- Listed records -
— begin —

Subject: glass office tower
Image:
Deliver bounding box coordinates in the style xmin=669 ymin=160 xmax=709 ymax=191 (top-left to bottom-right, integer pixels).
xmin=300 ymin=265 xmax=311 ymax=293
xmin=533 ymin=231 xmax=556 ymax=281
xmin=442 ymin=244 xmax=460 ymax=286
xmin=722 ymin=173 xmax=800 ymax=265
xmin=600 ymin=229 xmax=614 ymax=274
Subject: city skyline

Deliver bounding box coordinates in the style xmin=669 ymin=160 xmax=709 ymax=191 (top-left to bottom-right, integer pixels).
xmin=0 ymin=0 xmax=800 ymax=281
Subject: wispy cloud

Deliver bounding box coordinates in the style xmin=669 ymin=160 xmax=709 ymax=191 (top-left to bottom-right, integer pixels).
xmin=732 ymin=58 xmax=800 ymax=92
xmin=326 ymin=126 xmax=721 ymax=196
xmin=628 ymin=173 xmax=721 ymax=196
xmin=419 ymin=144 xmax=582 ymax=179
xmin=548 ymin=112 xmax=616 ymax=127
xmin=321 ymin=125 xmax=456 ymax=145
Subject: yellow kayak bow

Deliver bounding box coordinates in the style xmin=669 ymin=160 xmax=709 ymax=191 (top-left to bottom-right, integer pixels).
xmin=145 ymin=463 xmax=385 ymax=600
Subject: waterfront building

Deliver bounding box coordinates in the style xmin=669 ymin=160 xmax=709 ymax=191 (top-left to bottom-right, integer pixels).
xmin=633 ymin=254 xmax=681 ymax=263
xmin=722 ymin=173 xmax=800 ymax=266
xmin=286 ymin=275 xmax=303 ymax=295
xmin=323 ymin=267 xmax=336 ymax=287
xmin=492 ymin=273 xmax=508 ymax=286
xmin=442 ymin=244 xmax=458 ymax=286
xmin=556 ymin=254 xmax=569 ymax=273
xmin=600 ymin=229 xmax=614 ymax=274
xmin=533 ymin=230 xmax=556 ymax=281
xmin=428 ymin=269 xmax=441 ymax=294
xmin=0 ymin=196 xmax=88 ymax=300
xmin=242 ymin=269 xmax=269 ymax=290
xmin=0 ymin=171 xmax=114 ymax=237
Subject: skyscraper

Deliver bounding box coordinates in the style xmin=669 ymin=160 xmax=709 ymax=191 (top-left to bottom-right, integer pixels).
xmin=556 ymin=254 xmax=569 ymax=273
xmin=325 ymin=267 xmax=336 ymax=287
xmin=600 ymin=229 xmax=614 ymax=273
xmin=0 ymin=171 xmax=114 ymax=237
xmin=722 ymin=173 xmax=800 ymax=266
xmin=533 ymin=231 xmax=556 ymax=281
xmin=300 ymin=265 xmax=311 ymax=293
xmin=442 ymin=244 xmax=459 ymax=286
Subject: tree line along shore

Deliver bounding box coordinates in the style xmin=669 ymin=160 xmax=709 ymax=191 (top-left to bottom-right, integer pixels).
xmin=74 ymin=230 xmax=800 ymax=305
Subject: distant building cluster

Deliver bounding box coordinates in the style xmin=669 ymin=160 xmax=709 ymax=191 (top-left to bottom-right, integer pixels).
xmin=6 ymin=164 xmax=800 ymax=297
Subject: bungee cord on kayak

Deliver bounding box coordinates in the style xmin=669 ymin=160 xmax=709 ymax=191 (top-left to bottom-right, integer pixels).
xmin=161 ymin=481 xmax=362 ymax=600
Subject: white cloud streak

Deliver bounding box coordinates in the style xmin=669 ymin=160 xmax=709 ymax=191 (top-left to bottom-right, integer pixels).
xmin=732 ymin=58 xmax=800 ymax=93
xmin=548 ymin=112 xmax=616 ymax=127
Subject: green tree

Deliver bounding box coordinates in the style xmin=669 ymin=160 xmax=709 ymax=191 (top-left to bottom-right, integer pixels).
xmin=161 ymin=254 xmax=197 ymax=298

— end —

- What is needed -
Arrange every line of the rows above as a JSON list of strings, one string per line, and omit the blank lines.

- Answer -
[
  "Subject: glass office tower",
  "Image:",
  "Deliver bounding box coordinates in the style xmin=669 ymin=160 xmax=709 ymax=191 (top-left to bottom-right, integer pixels).",
  "xmin=300 ymin=265 xmax=311 ymax=293",
  "xmin=533 ymin=231 xmax=556 ymax=281",
  "xmin=442 ymin=244 xmax=460 ymax=286",
  "xmin=722 ymin=173 xmax=800 ymax=265",
  "xmin=600 ymin=229 xmax=614 ymax=274",
  "Subject: city skyline",
  "Deliver bounding box coordinates in the style xmin=669 ymin=160 xmax=709 ymax=191 (top-left to bottom-right, integer pixels).",
  "xmin=0 ymin=0 xmax=800 ymax=281",
  "Subject: wispy cloud",
  "Deliver bounding box coordinates in the style xmin=669 ymin=160 xmax=709 ymax=191 (top-left to bottom-right, integer pixels).",
  "xmin=732 ymin=58 xmax=800 ymax=92",
  "xmin=326 ymin=126 xmax=721 ymax=196",
  "xmin=628 ymin=173 xmax=721 ymax=196",
  "xmin=419 ymin=144 xmax=582 ymax=179",
  "xmin=548 ymin=112 xmax=616 ymax=127",
  "xmin=321 ymin=125 xmax=456 ymax=145",
  "Subject: yellow kayak bow",
  "Deliver bounding box coordinates in the style xmin=669 ymin=160 xmax=709 ymax=191 (top-left to bottom-right, integer pixels).",
  "xmin=145 ymin=463 xmax=385 ymax=600",
  "Subject: waterfront building",
  "Deliver bounding box coordinates in the style xmin=669 ymin=160 xmax=709 ymax=191 (top-left to bottom-right, integer pixels).",
  "xmin=633 ymin=254 xmax=681 ymax=263",
  "xmin=722 ymin=173 xmax=800 ymax=266",
  "xmin=286 ymin=275 xmax=303 ymax=295",
  "xmin=323 ymin=267 xmax=336 ymax=287",
  "xmin=492 ymin=273 xmax=508 ymax=286",
  "xmin=442 ymin=244 xmax=458 ymax=286",
  "xmin=556 ymin=254 xmax=569 ymax=273",
  "xmin=600 ymin=229 xmax=614 ymax=274",
  "xmin=533 ymin=230 xmax=556 ymax=281",
  "xmin=428 ymin=269 xmax=441 ymax=294",
  "xmin=0 ymin=196 xmax=88 ymax=300",
  "xmin=242 ymin=269 xmax=269 ymax=290",
  "xmin=0 ymin=171 xmax=114 ymax=237",
  "Subject: skyscraper",
  "Deliver bounding box coordinates in the style xmin=669 ymin=160 xmax=709 ymax=191 (top-left to bottom-right, integer pixels).",
  "xmin=556 ymin=254 xmax=569 ymax=273",
  "xmin=325 ymin=267 xmax=336 ymax=287",
  "xmin=600 ymin=229 xmax=614 ymax=273",
  "xmin=0 ymin=171 xmax=114 ymax=237",
  "xmin=722 ymin=173 xmax=800 ymax=266",
  "xmin=533 ymin=231 xmax=556 ymax=281",
  "xmin=300 ymin=265 xmax=311 ymax=293",
  "xmin=442 ymin=244 xmax=459 ymax=286",
  "Subject: tree line along shore",
  "Deliver bounding box coordinates in the style xmin=669 ymin=160 xmax=709 ymax=191 (top-left to bottom-right, integer pixels).",
  "xmin=74 ymin=230 xmax=800 ymax=305",
  "Subject: distant building cluster",
  "Deliver bounding box coordinates in the style xmin=669 ymin=160 xmax=709 ymax=191 (top-left to bottom-right, integer pixels).",
  "xmin=6 ymin=164 xmax=800 ymax=297",
  "Subject: bungee cord on kayak",
  "Deliver bounding box coordinates in the style xmin=669 ymin=160 xmax=709 ymax=191 (top-left to bottom-right, integer pixels).",
  "xmin=161 ymin=481 xmax=362 ymax=600",
  "Subject: white cloud streak",
  "Deliver bounding box coordinates in the style xmin=669 ymin=160 xmax=709 ymax=191 (top-left to bottom-right, integer pixels).",
  "xmin=732 ymin=58 xmax=800 ymax=93",
  "xmin=548 ymin=112 xmax=616 ymax=127",
  "Subject: green tree",
  "Deliver bounding box coordinates in the style xmin=669 ymin=160 xmax=709 ymax=191 (top-left to bottom-right, integer pixels).",
  "xmin=161 ymin=254 xmax=197 ymax=298"
]